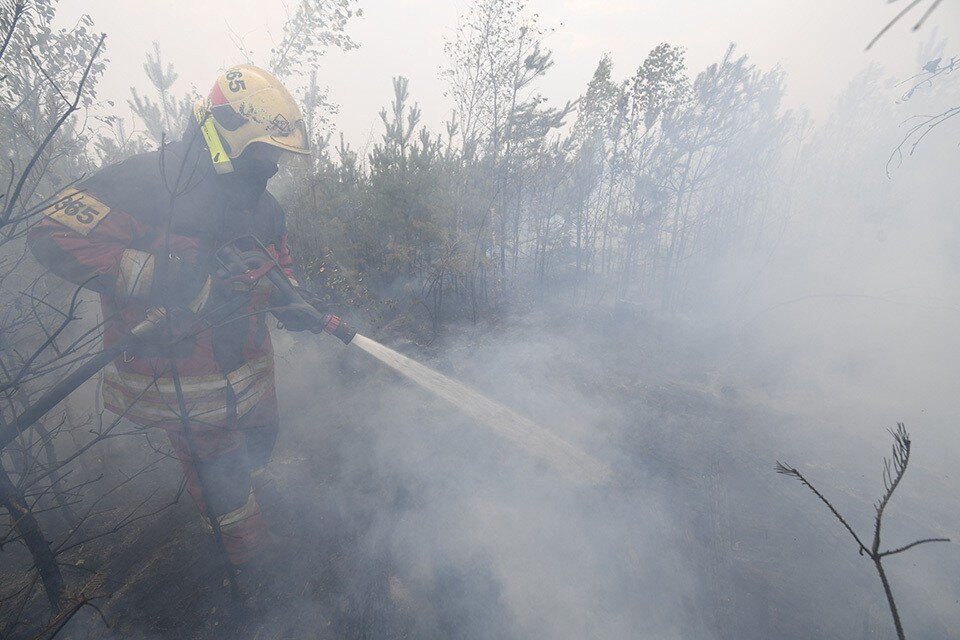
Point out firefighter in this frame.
[28,65,331,565]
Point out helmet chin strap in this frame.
[194,104,233,174]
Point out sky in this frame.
[58,0,960,148]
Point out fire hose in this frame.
[0,236,357,450]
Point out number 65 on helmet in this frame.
[194,64,310,173]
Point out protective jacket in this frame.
[28,136,294,562]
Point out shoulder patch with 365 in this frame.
[43,189,110,236]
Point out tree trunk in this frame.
[0,460,67,611]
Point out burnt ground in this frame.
[3,308,960,640]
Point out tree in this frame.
[777,423,950,640]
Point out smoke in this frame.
[255,60,960,638]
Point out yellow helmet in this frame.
[194,64,310,173]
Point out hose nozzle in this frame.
[323,313,357,344]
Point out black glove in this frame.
[150,254,213,313]
[271,304,324,333]
[271,287,357,344]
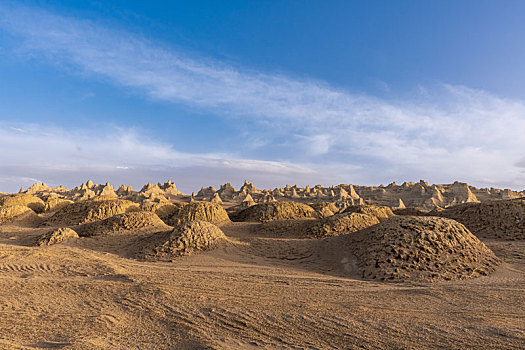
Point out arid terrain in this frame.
[0,181,525,349]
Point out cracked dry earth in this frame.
[0,223,525,349]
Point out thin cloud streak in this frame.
[0,5,525,187]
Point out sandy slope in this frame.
[0,223,525,349]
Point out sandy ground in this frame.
[0,223,525,349]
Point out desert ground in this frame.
[0,182,525,349]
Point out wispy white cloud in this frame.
[0,124,322,191]
[0,5,525,188]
........
:: Your goal ::
Rewrite everything from the line containing "Point out tree trunk in this frame." down to the line containing "[323,313,357,344]" as a JSON list of strings, one string per line, omitting any blank lines.

:: Answer to the exercise ::
[
  "Point out tree trunk in this frame.",
  "[0,460,67,611]",
  "Point out burnt ground in this frame.",
  "[3,308,960,640]",
  "Point out tree in this frame.",
  "[777,423,950,640]",
  "Point out smoke in this frame.",
  "[255,60,960,638]",
  "Point out yellow helmet in this frame.",
  "[194,64,310,173]",
  "Point out hose nozzle in this frame.",
  "[323,313,357,344]"
]